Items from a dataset
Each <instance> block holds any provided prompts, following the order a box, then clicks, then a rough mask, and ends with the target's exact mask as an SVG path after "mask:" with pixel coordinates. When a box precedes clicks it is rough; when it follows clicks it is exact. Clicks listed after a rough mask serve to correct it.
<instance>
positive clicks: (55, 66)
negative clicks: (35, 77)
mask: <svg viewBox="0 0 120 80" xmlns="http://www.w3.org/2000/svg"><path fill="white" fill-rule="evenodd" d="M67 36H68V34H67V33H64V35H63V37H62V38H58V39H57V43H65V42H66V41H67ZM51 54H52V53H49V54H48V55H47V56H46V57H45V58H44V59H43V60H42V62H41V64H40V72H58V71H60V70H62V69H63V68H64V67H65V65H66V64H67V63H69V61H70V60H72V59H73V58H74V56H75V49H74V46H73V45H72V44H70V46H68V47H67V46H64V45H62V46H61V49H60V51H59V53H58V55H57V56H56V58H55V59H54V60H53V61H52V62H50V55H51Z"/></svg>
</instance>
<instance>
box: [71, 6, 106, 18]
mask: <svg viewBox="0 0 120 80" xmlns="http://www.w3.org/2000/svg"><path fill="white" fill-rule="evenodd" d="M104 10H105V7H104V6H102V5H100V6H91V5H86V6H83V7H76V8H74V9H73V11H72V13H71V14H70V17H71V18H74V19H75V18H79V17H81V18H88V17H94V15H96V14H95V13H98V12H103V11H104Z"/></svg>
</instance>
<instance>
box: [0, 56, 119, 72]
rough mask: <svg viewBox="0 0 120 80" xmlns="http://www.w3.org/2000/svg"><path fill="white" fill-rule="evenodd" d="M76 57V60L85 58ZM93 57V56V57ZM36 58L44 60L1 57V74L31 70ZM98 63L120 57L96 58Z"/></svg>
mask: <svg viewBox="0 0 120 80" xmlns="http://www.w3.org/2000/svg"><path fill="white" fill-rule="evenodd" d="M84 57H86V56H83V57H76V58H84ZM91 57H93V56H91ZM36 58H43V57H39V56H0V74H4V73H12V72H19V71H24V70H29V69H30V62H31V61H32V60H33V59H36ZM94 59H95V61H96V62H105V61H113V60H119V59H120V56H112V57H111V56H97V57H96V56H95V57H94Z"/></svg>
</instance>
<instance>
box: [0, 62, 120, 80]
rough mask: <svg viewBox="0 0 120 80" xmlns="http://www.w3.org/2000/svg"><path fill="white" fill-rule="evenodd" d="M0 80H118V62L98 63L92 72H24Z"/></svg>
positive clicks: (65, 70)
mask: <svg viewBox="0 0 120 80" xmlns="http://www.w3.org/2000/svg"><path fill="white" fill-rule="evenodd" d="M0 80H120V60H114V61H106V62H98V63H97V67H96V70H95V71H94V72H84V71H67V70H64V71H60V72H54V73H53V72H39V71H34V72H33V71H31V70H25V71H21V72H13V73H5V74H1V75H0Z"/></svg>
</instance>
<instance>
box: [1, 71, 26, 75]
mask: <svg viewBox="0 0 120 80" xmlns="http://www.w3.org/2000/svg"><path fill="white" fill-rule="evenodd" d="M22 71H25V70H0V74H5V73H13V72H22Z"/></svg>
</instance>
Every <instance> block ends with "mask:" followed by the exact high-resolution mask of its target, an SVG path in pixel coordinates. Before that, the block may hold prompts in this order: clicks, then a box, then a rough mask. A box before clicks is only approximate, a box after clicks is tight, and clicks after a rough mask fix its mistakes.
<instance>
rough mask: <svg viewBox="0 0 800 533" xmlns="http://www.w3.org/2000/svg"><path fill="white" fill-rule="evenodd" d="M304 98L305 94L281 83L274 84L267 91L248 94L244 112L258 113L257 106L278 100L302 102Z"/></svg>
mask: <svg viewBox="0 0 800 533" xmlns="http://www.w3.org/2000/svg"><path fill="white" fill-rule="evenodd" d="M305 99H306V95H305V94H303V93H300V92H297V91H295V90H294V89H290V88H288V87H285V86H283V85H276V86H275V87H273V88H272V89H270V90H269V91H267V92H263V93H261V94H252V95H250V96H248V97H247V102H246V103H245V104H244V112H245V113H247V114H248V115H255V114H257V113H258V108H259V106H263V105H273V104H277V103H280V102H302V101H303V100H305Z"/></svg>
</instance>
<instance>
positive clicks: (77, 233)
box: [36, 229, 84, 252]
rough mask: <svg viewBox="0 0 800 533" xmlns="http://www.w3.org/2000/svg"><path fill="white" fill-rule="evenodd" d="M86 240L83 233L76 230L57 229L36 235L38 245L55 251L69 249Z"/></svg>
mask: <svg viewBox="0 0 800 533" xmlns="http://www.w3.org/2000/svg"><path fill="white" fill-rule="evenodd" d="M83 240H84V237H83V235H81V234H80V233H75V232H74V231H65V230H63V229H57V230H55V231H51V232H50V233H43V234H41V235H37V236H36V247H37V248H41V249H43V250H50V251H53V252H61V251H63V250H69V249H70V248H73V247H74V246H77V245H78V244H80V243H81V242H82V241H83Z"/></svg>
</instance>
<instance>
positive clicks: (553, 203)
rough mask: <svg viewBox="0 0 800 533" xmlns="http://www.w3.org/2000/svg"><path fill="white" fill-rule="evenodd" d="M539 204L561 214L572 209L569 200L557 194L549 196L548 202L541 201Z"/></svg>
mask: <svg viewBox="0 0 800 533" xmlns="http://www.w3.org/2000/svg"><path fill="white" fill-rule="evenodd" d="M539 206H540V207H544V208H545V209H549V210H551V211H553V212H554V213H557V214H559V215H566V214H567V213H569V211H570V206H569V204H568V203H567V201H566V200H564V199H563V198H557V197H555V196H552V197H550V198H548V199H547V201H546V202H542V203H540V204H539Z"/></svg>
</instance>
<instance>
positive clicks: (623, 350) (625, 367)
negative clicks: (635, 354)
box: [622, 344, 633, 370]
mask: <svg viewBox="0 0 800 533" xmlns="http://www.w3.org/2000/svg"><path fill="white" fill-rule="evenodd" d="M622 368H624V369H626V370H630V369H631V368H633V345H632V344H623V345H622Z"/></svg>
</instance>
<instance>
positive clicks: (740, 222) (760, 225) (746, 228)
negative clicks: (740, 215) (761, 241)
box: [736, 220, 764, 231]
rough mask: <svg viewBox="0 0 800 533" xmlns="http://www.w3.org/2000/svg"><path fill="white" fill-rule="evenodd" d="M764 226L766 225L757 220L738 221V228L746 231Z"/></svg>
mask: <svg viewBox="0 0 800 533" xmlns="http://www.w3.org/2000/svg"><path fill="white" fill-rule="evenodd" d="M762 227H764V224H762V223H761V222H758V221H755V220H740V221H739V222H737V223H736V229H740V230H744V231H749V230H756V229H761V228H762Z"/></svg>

Written task:
Your task is to set down exactly the lines from the line containing "226L766 225L757 220L738" to the end of the data above, including both ends.

Answer section:
rough mask: <svg viewBox="0 0 800 533" xmlns="http://www.w3.org/2000/svg"><path fill="white" fill-rule="evenodd" d="M764 226L766 225L757 220L738 221V228L746 231Z"/></svg>
mask: <svg viewBox="0 0 800 533" xmlns="http://www.w3.org/2000/svg"><path fill="white" fill-rule="evenodd" d="M762 227H764V224H762V223H761V222H758V221H755V220H740V221H739V222H737V223H736V229H740V230H744V231H749V230H756V229H761V228H762Z"/></svg>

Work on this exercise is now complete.